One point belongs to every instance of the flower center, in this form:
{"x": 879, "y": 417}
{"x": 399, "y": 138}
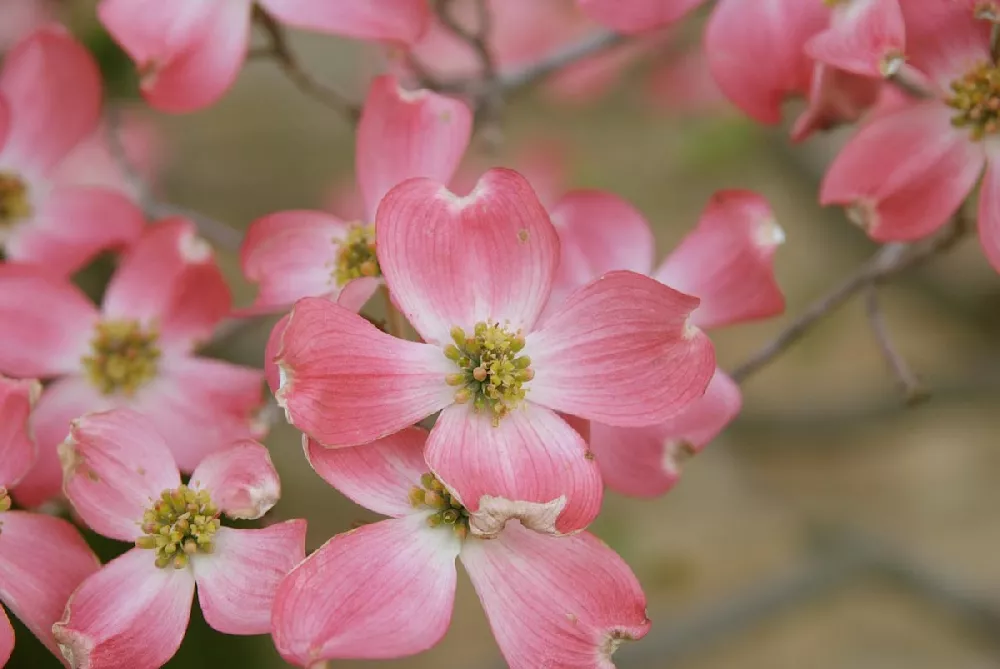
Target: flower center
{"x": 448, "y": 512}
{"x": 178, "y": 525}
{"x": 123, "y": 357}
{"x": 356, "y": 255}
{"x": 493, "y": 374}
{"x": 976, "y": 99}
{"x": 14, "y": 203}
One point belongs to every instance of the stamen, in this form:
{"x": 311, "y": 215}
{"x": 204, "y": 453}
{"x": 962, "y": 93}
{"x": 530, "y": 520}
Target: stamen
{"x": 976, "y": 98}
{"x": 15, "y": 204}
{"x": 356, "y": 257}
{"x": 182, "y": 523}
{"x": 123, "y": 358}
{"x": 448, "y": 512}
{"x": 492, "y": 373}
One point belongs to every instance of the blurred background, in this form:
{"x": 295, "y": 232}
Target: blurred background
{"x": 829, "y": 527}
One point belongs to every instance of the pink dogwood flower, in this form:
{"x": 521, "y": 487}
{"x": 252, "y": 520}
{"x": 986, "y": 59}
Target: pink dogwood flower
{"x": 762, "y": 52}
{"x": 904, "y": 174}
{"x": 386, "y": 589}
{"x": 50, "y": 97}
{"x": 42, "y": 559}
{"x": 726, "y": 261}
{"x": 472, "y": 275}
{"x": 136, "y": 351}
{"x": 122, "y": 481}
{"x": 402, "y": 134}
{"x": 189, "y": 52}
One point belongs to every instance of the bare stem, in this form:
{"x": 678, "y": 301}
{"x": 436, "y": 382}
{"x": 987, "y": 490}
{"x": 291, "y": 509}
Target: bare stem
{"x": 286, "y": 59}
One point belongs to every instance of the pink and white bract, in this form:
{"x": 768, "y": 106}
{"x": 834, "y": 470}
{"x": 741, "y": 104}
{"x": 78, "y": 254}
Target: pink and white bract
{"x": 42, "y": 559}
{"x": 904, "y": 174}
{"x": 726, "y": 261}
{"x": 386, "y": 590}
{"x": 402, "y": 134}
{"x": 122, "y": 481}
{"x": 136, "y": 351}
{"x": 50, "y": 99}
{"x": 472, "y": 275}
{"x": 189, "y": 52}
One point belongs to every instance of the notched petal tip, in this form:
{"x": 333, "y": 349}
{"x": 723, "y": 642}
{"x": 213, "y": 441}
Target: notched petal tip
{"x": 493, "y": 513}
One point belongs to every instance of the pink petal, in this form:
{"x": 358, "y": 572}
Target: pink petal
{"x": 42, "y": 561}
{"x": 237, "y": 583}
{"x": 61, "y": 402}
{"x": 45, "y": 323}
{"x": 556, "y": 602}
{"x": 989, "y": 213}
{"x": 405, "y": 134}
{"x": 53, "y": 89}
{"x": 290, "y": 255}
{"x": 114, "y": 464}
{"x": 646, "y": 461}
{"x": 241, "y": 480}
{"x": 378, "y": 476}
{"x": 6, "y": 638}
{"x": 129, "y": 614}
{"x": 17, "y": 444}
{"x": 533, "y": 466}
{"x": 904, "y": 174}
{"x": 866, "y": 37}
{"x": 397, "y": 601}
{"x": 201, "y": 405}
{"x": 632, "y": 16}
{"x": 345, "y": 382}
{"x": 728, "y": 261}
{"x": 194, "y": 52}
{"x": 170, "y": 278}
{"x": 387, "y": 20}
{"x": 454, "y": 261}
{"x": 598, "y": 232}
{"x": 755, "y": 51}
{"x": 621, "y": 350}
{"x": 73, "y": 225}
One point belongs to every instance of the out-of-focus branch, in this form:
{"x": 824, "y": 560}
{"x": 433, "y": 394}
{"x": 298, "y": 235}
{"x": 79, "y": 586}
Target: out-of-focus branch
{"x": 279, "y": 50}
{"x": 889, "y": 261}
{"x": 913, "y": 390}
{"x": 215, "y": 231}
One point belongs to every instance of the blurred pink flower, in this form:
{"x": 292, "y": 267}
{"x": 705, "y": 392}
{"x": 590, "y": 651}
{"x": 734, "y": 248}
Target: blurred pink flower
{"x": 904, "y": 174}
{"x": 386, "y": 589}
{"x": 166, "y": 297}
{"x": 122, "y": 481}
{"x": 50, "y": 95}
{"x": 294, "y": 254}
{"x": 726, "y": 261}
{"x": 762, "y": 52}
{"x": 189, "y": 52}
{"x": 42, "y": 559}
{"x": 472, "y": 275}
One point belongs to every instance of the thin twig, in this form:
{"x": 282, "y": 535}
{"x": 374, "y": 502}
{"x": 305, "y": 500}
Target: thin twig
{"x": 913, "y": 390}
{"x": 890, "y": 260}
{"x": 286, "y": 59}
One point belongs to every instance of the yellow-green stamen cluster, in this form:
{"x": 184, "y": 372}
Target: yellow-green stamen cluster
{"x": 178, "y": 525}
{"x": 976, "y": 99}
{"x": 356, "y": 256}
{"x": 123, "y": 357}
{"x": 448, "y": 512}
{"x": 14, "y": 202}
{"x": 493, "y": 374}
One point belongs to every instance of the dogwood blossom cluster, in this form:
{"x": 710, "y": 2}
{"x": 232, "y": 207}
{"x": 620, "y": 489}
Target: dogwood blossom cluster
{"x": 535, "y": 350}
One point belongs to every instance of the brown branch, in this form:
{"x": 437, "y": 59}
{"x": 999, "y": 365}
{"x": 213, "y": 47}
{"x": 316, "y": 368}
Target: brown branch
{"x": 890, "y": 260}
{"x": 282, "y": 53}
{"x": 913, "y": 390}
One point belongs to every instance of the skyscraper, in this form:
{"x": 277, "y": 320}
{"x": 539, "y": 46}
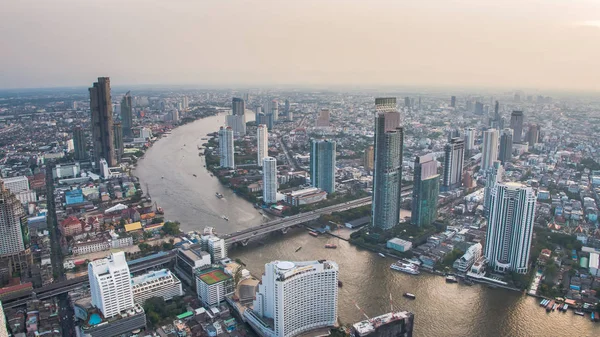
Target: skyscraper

===

Arrange all of the lines above as a JSON list of strings, one string per line, with blank lines left out. Omit the pictures from the list.

(Exercise result)
[
  "One point belongs to every instance of the flower center, in this form:",
  "{\"x\": 879, \"y\": 417}",
  "{\"x\": 399, \"y\": 138}",
  "Target: flower center",
  "{\"x\": 448, \"y\": 512}",
  "{\"x\": 178, \"y\": 525}",
  "{\"x\": 123, \"y\": 357}",
  "{\"x\": 356, \"y\": 255}",
  "{\"x\": 493, \"y\": 374}",
  "{\"x\": 976, \"y\": 99}",
  "{\"x\": 14, \"y\": 203}",
  "One point belongs to every instance of the stamen, in this form:",
  "{\"x\": 311, \"y\": 215}",
  "{\"x\": 204, \"y\": 453}",
  "{\"x\": 962, \"y\": 93}",
  "{\"x\": 530, \"y\": 520}",
  "Target: stamen",
  "{\"x\": 976, \"y\": 98}",
  "{\"x\": 15, \"y\": 204}",
  "{\"x\": 356, \"y\": 257}",
  "{\"x\": 182, \"y\": 523}",
  "{\"x\": 123, \"y\": 358}",
  "{\"x\": 448, \"y\": 512}",
  "{\"x\": 492, \"y\": 373}",
  "One point belongs to every instance of the blurred background, in this form:",
  "{\"x\": 295, \"y\": 232}",
  "Target: blurred background",
  "{\"x\": 829, \"y\": 527}",
  "One point belongs to every instance of the pink dogwood flower, in this form:",
  "{\"x\": 521, \"y\": 487}",
  "{\"x\": 252, \"y\": 520}",
  "{\"x\": 986, \"y\": 59}",
  "Target: pink dogwood flower",
  "{\"x\": 762, \"y\": 52}",
  "{\"x\": 904, \"y\": 174}",
  "{\"x\": 386, \"y\": 589}",
  "{\"x\": 50, \"y\": 97}",
  "{\"x\": 42, \"y\": 559}",
  "{\"x\": 726, \"y\": 261}",
  "{\"x\": 472, \"y\": 275}",
  "{\"x\": 136, \"y\": 351}",
  "{\"x\": 122, \"y\": 481}",
  "{\"x\": 402, \"y\": 134}",
  "{\"x\": 189, \"y\": 52}",
  "One point belongs to every instance of the bare stem, in this form:",
  "{\"x\": 678, \"y\": 301}",
  "{\"x\": 436, \"y\": 382}",
  "{\"x\": 987, \"y\": 490}",
  "{\"x\": 291, \"y\": 509}",
  "Target: bare stem",
  "{\"x\": 286, \"y\": 59}",
  "One point belongs to every instance of the pink and white bract, in this form:",
  "{\"x\": 768, \"y\": 106}",
  "{\"x\": 834, \"y\": 470}",
  "{\"x\": 741, \"y\": 104}",
  "{\"x\": 78, \"y\": 254}",
  "Target: pink and white bract",
  "{\"x\": 42, \"y\": 559}",
  "{\"x\": 904, \"y\": 174}",
  "{\"x\": 726, \"y\": 261}",
  "{\"x\": 386, \"y\": 590}",
  "{\"x\": 402, \"y\": 134}",
  "{\"x\": 122, \"y\": 481}",
  "{\"x\": 136, \"y\": 351}",
  "{\"x\": 50, \"y\": 99}",
  "{\"x\": 472, \"y\": 275}",
  "{\"x\": 189, \"y\": 52}",
  "One point belongs to every instance of the notched petal tip, in this form:",
  "{\"x\": 333, \"y\": 349}",
  "{\"x\": 723, \"y\": 642}",
  "{\"x\": 213, \"y\": 441}",
  "Target: notched petal tip",
  "{\"x\": 493, \"y\": 513}",
  "One point belongs to every instance of the pink petal, in this form:",
  "{\"x\": 358, \"y\": 572}",
  "Target: pink petal",
  "{\"x\": 42, \"y\": 561}",
  "{\"x\": 237, \"y\": 583}",
  "{\"x\": 61, \"y\": 402}",
  "{\"x\": 45, \"y\": 323}",
  "{\"x\": 556, \"y\": 602}",
  "{\"x\": 989, \"y\": 213}",
  "{\"x\": 405, \"y\": 134}",
  "{\"x\": 53, \"y\": 89}",
  "{\"x\": 290, \"y\": 255}",
  "{\"x\": 114, \"y\": 464}",
  "{\"x\": 646, \"y\": 461}",
  "{\"x\": 241, \"y\": 480}",
  "{\"x\": 378, \"y\": 476}",
  "{\"x\": 6, \"y\": 638}",
  "{\"x\": 129, \"y\": 614}",
  "{\"x\": 17, \"y\": 444}",
  "{\"x\": 533, \"y\": 466}",
  "{\"x\": 904, \"y\": 174}",
  "{\"x\": 866, \"y\": 37}",
  "{\"x\": 397, \"y\": 601}",
  "{\"x\": 201, \"y\": 405}",
  "{\"x\": 632, \"y\": 16}",
  "{\"x\": 345, \"y\": 382}",
  "{\"x\": 728, \"y\": 261}",
  "{\"x\": 194, \"y\": 52}",
  "{\"x\": 170, \"y\": 278}",
  "{\"x\": 387, \"y\": 20}",
  "{\"x\": 454, \"y\": 261}",
  "{\"x\": 598, \"y\": 232}",
  "{\"x\": 755, \"y\": 51}",
  "{\"x\": 621, \"y\": 350}",
  "{\"x\": 73, \"y\": 225}",
  "One point belongs to every instance of the out-of-focus branch, in this form:",
  "{\"x\": 824, \"y\": 560}",
  "{\"x\": 433, \"y\": 394}",
  "{\"x\": 298, \"y\": 235}",
  "{\"x\": 79, \"y\": 586}",
  "Target: out-of-focus branch",
  "{\"x\": 279, \"y\": 50}",
  "{\"x\": 889, \"y\": 261}",
  "{\"x\": 913, \"y\": 390}",
  "{\"x\": 215, \"y\": 231}",
  "One point belongs to every instance of the blurred pink flower, in this form:",
  "{\"x\": 292, \"y\": 267}",
  "{\"x\": 705, \"y\": 392}",
  "{\"x\": 590, \"y\": 651}",
  "{\"x\": 734, \"y\": 248}",
  "Target: blurred pink flower",
  "{\"x\": 904, \"y\": 174}",
  "{\"x\": 386, \"y\": 589}",
  "{\"x\": 166, \"y\": 297}",
  "{\"x\": 122, \"y\": 481}",
  "{\"x\": 50, \"y\": 95}",
  "{\"x\": 294, \"y\": 254}",
  "{\"x\": 726, \"y\": 261}",
  "{\"x\": 762, \"y\": 52}",
  "{\"x\": 189, \"y\": 52}",
  "{\"x\": 42, \"y\": 559}",
  "{\"x\": 472, \"y\": 275}",
  "One point belongs to every instance of the thin twig, in this form:",
  "{\"x\": 282, \"y\": 535}",
  "{\"x\": 374, \"y\": 502}",
  "{\"x\": 305, \"y\": 500}",
  "Target: thin twig",
  "{\"x\": 913, \"y\": 390}",
  "{\"x\": 890, \"y\": 260}",
  "{\"x\": 286, \"y\": 59}",
  "One point belongs to every instance of the yellow-green stamen cluster, in this form:",
  "{\"x\": 184, \"y\": 372}",
  "Target: yellow-green stamen cluster",
  "{\"x\": 178, \"y\": 525}",
  "{\"x\": 976, \"y\": 99}",
  "{\"x\": 356, \"y\": 256}",
  "{\"x\": 123, \"y\": 357}",
  "{\"x\": 448, \"y\": 512}",
  "{\"x\": 14, \"y\": 202}",
  "{\"x\": 493, \"y\": 374}",
  "One point belongs to every instance of the dogwood blossom cluster, in this form:",
  "{\"x\": 710, \"y\": 2}",
  "{\"x\": 232, \"y\": 207}",
  "{\"x\": 620, \"y\": 489}",
  "Target: dogwood blossom cluster",
  "{\"x\": 535, \"y\": 350}",
  "One point belongs to every instance of the brown branch, in this form:",
  "{\"x\": 437, \"y\": 59}",
  "{\"x\": 999, \"y\": 365}",
  "{\"x\": 213, \"y\": 47}",
  "{\"x\": 316, \"y\": 368}",
  "Target: brown branch",
  "{\"x\": 890, \"y\": 260}",
  "{\"x\": 282, \"y\": 53}",
  "{\"x\": 913, \"y\": 390}",
  "One point belongs to every instance of the skyscraper, in this form:",
  "{\"x\": 277, \"y\": 320}",
  "{\"x\": 539, \"y\": 46}",
  "Target: skyscraper"
]